--- Start Material provided ---

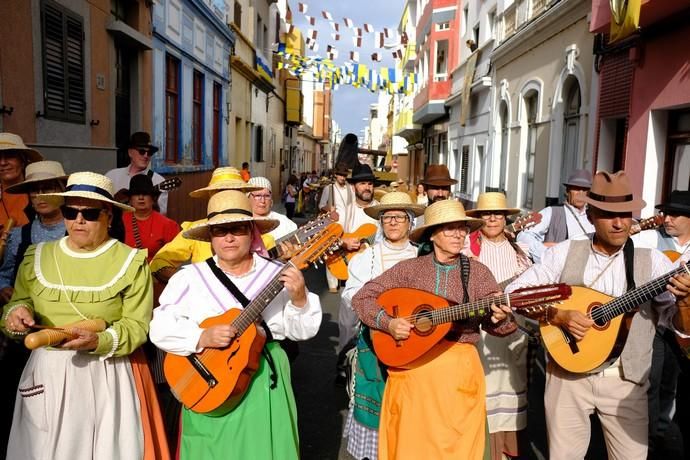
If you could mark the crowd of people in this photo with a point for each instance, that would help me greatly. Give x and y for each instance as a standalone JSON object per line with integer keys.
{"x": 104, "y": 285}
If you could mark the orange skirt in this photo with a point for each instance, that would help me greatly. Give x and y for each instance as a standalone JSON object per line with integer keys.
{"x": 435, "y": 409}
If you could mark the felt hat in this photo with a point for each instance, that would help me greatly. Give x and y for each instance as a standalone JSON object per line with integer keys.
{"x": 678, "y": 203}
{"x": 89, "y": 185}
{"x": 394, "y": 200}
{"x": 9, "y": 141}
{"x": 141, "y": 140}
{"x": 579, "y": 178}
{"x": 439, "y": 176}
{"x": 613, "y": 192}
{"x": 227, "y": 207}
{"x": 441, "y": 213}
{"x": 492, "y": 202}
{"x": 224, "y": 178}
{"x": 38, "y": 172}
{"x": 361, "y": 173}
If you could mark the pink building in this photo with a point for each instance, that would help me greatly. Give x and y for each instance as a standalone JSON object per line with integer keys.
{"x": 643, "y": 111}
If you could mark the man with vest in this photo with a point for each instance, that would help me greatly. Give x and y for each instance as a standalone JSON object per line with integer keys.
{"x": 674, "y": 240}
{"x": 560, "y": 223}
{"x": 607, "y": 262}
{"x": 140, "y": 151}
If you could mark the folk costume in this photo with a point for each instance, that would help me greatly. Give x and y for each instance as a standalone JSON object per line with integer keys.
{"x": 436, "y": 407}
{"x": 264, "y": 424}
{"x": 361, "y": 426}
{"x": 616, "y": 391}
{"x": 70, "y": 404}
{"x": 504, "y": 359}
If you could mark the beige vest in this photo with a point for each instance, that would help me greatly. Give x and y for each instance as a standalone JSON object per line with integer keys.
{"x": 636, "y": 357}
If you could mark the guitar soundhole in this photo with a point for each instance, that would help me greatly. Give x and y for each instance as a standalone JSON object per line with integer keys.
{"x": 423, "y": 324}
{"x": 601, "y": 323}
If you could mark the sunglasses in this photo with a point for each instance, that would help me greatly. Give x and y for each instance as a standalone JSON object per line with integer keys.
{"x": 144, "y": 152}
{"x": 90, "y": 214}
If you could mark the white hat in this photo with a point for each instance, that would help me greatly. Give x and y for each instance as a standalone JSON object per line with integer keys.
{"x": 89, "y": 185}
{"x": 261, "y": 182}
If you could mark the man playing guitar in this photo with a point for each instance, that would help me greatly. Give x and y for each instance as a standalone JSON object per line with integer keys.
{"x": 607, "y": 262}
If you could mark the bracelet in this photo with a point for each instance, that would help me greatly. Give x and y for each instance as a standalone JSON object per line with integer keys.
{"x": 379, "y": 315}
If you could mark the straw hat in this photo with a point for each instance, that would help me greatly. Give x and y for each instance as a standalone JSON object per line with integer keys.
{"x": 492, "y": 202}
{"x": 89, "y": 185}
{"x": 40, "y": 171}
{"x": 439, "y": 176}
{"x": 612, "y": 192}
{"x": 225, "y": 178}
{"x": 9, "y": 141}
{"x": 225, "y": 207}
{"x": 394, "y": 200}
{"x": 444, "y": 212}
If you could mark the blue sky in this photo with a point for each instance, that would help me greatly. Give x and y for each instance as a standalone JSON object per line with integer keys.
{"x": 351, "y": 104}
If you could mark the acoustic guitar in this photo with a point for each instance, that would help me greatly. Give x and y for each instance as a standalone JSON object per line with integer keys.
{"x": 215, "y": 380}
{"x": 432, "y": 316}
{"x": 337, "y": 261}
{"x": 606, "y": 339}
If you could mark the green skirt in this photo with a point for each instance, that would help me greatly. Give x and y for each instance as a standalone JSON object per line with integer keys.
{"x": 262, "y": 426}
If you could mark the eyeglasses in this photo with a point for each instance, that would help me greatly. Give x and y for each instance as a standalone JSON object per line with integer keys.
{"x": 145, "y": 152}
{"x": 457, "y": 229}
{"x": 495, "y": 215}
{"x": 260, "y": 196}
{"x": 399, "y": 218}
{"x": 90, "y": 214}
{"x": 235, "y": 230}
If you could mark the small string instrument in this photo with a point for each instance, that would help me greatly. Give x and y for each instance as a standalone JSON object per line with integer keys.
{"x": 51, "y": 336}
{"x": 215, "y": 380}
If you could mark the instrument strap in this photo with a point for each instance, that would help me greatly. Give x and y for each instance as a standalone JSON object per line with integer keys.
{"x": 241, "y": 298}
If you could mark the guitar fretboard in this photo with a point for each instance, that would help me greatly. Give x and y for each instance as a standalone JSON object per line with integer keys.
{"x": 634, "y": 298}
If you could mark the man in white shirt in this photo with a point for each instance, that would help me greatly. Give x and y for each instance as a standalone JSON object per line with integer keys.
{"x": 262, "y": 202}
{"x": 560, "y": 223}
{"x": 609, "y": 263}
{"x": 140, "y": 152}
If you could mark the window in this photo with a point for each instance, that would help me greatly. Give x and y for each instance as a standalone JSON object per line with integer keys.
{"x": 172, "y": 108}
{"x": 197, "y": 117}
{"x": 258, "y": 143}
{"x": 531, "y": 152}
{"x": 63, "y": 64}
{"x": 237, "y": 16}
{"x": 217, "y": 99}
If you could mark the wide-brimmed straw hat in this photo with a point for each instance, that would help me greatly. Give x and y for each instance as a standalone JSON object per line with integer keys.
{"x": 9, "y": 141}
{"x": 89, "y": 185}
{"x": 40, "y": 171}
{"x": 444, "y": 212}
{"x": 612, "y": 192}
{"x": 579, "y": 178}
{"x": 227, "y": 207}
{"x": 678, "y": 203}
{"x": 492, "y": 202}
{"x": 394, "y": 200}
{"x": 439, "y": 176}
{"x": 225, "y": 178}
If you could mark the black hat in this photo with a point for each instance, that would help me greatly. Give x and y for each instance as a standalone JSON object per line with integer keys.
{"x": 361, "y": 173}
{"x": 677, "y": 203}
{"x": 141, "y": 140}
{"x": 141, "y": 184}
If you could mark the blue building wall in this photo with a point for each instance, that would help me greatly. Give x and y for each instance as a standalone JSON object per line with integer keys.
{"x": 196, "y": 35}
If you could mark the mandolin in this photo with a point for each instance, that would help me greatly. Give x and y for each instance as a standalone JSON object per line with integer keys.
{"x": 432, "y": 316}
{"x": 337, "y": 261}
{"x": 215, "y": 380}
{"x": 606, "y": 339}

--- End Material provided ---

Task prompt: Copy the entries exactly. Leave out the images.

Task output:
If you could mark the crowd of people in this photo with a point for each instance, that would help me greatly. Give x and y for each instance as a standalone JSON object per line with integer keys.
{"x": 104, "y": 285}
If you could mark the orange skirt in this photo with a point for each instance, that would help me greatly. Give x and y for each instance as a standalone JSON object per line with integer keys.
{"x": 435, "y": 409}
If you could mark the felt hat in this photo with a point for each instance, that would help me greatly. Give x and y for each instance as a standalone JSON object per line with integer keys.
{"x": 678, "y": 203}
{"x": 89, "y": 185}
{"x": 394, "y": 200}
{"x": 9, "y": 141}
{"x": 141, "y": 140}
{"x": 579, "y": 178}
{"x": 439, "y": 176}
{"x": 613, "y": 192}
{"x": 227, "y": 207}
{"x": 441, "y": 213}
{"x": 492, "y": 202}
{"x": 224, "y": 178}
{"x": 38, "y": 172}
{"x": 361, "y": 173}
If you could mark the pink building in this photo with a point for each instance, that would help me greatly. Give x and y for each instance as a standalone JSON object per line with integer keys.
{"x": 643, "y": 111}
If you could mark the man with vest in this photo with a point for each instance, that would help me greatly. Give x and y for each instance as a standalone JSON object per line with integer keys.
{"x": 674, "y": 240}
{"x": 560, "y": 223}
{"x": 607, "y": 262}
{"x": 140, "y": 151}
If you could mark the folk costume in this photo with a point for each instance, that would help me greatly. Give x and y for each instance as a standalone JSON object per line with integer keys.
{"x": 436, "y": 407}
{"x": 264, "y": 424}
{"x": 361, "y": 426}
{"x": 616, "y": 391}
{"x": 70, "y": 404}
{"x": 504, "y": 359}
If you could mark the beige vest in this photo with a point for each instance, that would help me greatly. Give x and y for each instance as a standalone JSON object per line with integer keys.
{"x": 636, "y": 357}
If you could mark the guitar soundhole in this photo with a point for each instance, that would help me greatly. Give x and y for each instance as a standalone JSON object per line with integer keys.
{"x": 423, "y": 324}
{"x": 601, "y": 323}
If you could mark the sunglasses in this photo with a point for each instance, that would help me greatly. Give x and y for each instance as a standalone JSON object per line with integer keys.
{"x": 144, "y": 152}
{"x": 90, "y": 214}
If you could mark the white hat in this photo with a point for each instance, that would help me greatly. Give x and y for each instance as a standalone JSON object per line with integer keys.
{"x": 89, "y": 185}
{"x": 261, "y": 182}
If you could mark the man playing guitar in this photo with a point for each instance, that would help me greatly. Give x and y for each instance as a standalone JSON object per line with integer keys.
{"x": 607, "y": 262}
If you could mark the bracelet in this photo with a point for each instance, that would help me greatly. Give x and y for each instance as a standalone JSON object per line with integer keys.
{"x": 379, "y": 315}
If you could mark the straw hat in this photo with a point for each instance, that would help me greatly. Give x and y for each instance as a standalone JSON object per line with integer keys.
{"x": 492, "y": 202}
{"x": 89, "y": 185}
{"x": 40, "y": 171}
{"x": 439, "y": 176}
{"x": 612, "y": 192}
{"x": 225, "y": 178}
{"x": 9, "y": 141}
{"x": 225, "y": 207}
{"x": 394, "y": 200}
{"x": 444, "y": 212}
If you could mark the blue sky in this photo with a point for each instance, that would help me greatly. Give x and y for each instance as a standalone JSON object per line with integer keys.
{"x": 351, "y": 104}
If you could mark the acoustic guitar in this photo with a point for each instance, that would help me greatly. Give x and y for each instance as a standalone JSON object per line with integer keys.
{"x": 215, "y": 380}
{"x": 432, "y": 316}
{"x": 337, "y": 261}
{"x": 606, "y": 339}
If you could mark the green skirt in this photo with a point for each instance, that would help me greatly. Give x and y for each instance as a standalone JSON object per line with integer keys.
{"x": 262, "y": 426}
If you could mark the eyeglasses in this photo with a point for each instance, that would help me greatly. Give x and y for each instance as a standalone JSON object per line with integer keys.
{"x": 145, "y": 152}
{"x": 457, "y": 229}
{"x": 495, "y": 215}
{"x": 260, "y": 196}
{"x": 399, "y": 218}
{"x": 90, "y": 214}
{"x": 235, "y": 230}
If you could mark the small string instrument in this photo with a point for each instance, that would help me greatly. Give x and y for each instance as a standalone JSON object per line with integer keys.
{"x": 51, "y": 336}
{"x": 215, "y": 380}
If you could mark the instrument strap in this photo with a point for each instance, that would help me greatly. Give x and y for each instance as a standalone JSON object per line with integer keys.
{"x": 241, "y": 298}
If you could mark the guitar fretboard in this photo with a point for each instance, that would help me greatly. Give x and y for each instance as a standalone JSON object per line with integer keys.
{"x": 634, "y": 298}
If you could mark the man in white shirt in this photo with a point for each instance, that would help me greatly. Give x and y for each instance as a standalone JSON object per line with integer keys.
{"x": 262, "y": 202}
{"x": 560, "y": 223}
{"x": 609, "y": 263}
{"x": 140, "y": 152}
If you could mark the window in this photo with a point for each instance, that would help me greatly. Give x and y for each instance as a standalone JSON object per line with integer keys.
{"x": 172, "y": 108}
{"x": 197, "y": 117}
{"x": 258, "y": 143}
{"x": 531, "y": 152}
{"x": 63, "y": 64}
{"x": 237, "y": 16}
{"x": 217, "y": 99}
If you could mark the wide-brimmed straw hat in this photo with a point for each instance, that would help me greatly. Give x and y for each instance as a standalone JSON object per line with integer keys.
{"x": 9, "y": 141}
{"x": 89, "y": 185}
{"x": 40, "y": 171}
{"x": 444, "y": 212}
{"x": 612, "y": 192}
{"x": 579, "y": 178}
{"x": 227, "y": 207}
{"x": 678, "y": 203}
{"x": 492, "y": 202}
{"x": 394, "y": 200}
{"x": 439, "y": 176}
{"x": 225, "y": 178}
If you could mark the black hat in this photo with a point for each instance, that would help me greatly. Give x and y for each instance as a standalone JSON object per line with integer keys.
{"x": 361, "y": 173}
{"x": 677, "y": 203}
{"x": 141, "y": 140}
{"x": 141, "y": 184}
If you could mark the blue building wall in this photo with a point for each instance, that would help me greatly. Give x and y for each instance as a standalone JSON object per line with integer keys.
{"x": 196, "y": 35}
If you could mark the mandolin in this photo with a point for each instance, that would help me greatly. Give x and y for each instance as a standalone JSON object per line with integer keys.
{"x": 432, "y": 316}
{"x": 337, "y": 261}
{"x": 215, "y": 380}
{"x": 606, "y": 339}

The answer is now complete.